* Short exercise A:
In the contract monitoring guide, which teams are typically tasked with monitoring contract renewals?

## BEGIN Document extract

Contract monitoring: best practices

Guides
July 15, 2022
min

Contract monitoring can feel like an uphill battle for businesses that have no system of record for contracts. But it doesn’t have to be. 

Discover what contract monitoring involves, best practices, and why it matters in this Juro deep-dive. 

What is contract monitoring?

Contract monitoring is the process of tracking the performance and status of your contracts to ensure that the obligations within them are being fulfilled as intended

Contract monitoring typically involves reviewing the progress of individual contracts and the data associated with them. It often also involves assessing contract compliance and then identifying and correcting any problems that prop up in the process. 

Why is it important to monitor contract performance?

Monitoring contract performance is important for fast-growing businesses since it enables them to regain control over their contracts. It also helps them to ensure that they’re fulfilling their contractual obligations and identifying inefficiencies within their existing contract workflow

By doing these things, contract monitoring enables legal and business teams to avoid breaching their contracts and maintain successful relationships with their customers by delivering on their promises. 

But monitoring contract performance isn’t only important as a preventative measure, it’s also important as it helps businesses look to the future, too. By monitoring contracts closely, scaling businesses can project their growth more accurately, flag existing friction points, and remove blockers that will slow them down. 

Who is responsible for monitoring contracts?

Since monitoring large contract volumes is a hefty task, it’s common for multiple stakeholders to be responsible for contract monitoring. These stakeholders typically include:

  • Legal teams: It’s common for legal teams to monitor contracts closely, as they use these to record against legal department KPIs and ensure that contracts are correctly templated and complied with.
  • Finance teams: Finance teams are typically tasked with monitoring contract renewals to ensure that forecasts are accurate and renewal deadlines aren’t being missed.
  • Customer success teams: It’s not uncommon for customer success teams to also assist with monitoring contracts. By monitoring the terms agreed upon within contracts and the performance of a contract, customer success teams can quickly identify breached plans or opportunities for expansion.

## END Document extract

* Short exercise B:
List every line of the entries that contains the string "dark".

## BEGIN Record extracts

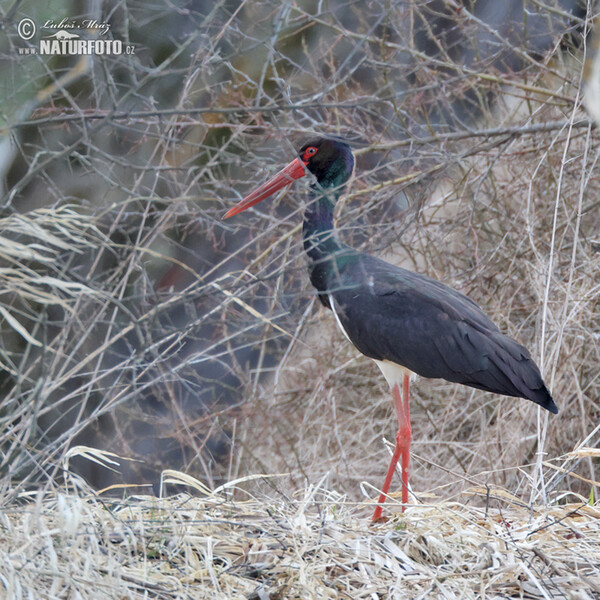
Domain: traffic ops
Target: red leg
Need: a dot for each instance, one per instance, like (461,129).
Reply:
(403,438)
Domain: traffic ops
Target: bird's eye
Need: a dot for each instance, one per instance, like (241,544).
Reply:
(310,151)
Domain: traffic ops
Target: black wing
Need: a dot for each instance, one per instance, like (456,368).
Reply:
(393,314)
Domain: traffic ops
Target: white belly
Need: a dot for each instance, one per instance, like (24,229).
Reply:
(393,373)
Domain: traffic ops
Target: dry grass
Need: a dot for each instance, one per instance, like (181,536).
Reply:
(133,319)
(317,544)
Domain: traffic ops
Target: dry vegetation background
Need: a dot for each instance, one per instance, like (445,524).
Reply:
(134,320)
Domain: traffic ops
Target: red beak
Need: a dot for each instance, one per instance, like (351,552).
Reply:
(287,175)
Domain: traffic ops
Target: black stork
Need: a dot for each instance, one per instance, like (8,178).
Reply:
(406,322)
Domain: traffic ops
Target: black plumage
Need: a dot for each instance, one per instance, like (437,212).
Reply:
(393,314)
(402,320)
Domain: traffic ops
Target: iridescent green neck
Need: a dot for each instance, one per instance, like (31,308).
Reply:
(320,238)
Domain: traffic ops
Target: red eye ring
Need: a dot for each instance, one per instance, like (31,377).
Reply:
(310,151)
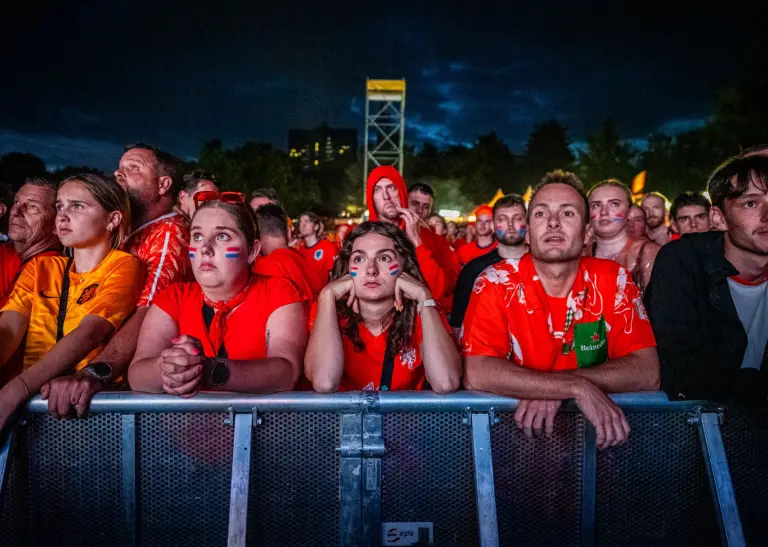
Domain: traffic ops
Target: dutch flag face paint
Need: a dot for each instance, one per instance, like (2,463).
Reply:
(232,252)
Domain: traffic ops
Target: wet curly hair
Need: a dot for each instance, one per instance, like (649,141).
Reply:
(401,325)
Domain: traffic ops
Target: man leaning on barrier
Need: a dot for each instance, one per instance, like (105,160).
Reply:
(708,297)
(562,326)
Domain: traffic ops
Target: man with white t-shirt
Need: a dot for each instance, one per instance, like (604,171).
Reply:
(708,296)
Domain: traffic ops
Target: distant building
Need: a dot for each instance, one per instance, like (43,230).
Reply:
(322,144)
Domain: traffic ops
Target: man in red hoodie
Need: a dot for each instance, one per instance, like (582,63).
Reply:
(387,197)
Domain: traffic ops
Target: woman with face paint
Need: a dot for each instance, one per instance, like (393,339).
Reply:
(609,205)
(376,319)
(231,330)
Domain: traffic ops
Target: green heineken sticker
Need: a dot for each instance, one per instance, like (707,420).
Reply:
(590,343)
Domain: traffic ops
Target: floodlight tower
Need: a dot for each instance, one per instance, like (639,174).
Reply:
(384,125)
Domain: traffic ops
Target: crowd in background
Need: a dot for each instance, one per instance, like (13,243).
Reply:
(163,281)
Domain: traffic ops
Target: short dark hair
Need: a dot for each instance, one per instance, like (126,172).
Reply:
(193,178)
(269,193)
(615,183)
(44,182)
(167,164)
(6,195)
(743,171)
(314,219)
(688,198)
(422,187)
(510,200)
(272,220)
(560,176)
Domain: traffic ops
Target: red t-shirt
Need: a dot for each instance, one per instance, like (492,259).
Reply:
(293,266)
(511,317)
(163,246)
(362,370)
(322,254)
(246,326)
(11,266)
(470,251)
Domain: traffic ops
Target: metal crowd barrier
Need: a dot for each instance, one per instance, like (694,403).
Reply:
(369,469)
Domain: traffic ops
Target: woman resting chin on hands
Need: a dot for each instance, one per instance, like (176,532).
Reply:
(231,330)
(376,326)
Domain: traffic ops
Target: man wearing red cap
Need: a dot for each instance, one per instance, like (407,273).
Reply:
(485,241)
(387,198)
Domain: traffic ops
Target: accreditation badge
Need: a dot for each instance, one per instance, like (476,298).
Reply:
(590,343)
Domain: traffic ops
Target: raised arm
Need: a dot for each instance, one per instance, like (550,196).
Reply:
(324,360)
(158,331)
(442,363)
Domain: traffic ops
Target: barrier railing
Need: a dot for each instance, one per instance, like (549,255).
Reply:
(369,469)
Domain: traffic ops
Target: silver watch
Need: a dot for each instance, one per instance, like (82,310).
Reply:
(431,303)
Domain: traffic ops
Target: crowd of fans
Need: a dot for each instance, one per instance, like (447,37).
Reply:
(161,281)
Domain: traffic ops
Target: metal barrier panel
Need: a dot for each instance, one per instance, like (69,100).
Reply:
(294,488)
(65,483)
(746,444)
(653,490)
(538,482)
(428,474)
(185,463)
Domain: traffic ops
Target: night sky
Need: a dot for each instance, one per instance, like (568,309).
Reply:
(81,80)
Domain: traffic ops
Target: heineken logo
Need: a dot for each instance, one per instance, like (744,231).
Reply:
(593,347)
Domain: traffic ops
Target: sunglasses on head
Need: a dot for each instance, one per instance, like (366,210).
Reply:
(236,198)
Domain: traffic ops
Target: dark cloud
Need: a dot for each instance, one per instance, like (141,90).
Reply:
(80,80)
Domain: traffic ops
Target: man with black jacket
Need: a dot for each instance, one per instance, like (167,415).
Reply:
(708,296)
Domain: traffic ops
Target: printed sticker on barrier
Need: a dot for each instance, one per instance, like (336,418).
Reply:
(406,533)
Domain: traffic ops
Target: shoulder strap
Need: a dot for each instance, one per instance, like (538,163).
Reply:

## END Record extracts

* Solution A:
Finance teams.

* Solution B:
Target: short dark hair
Target: dark cloud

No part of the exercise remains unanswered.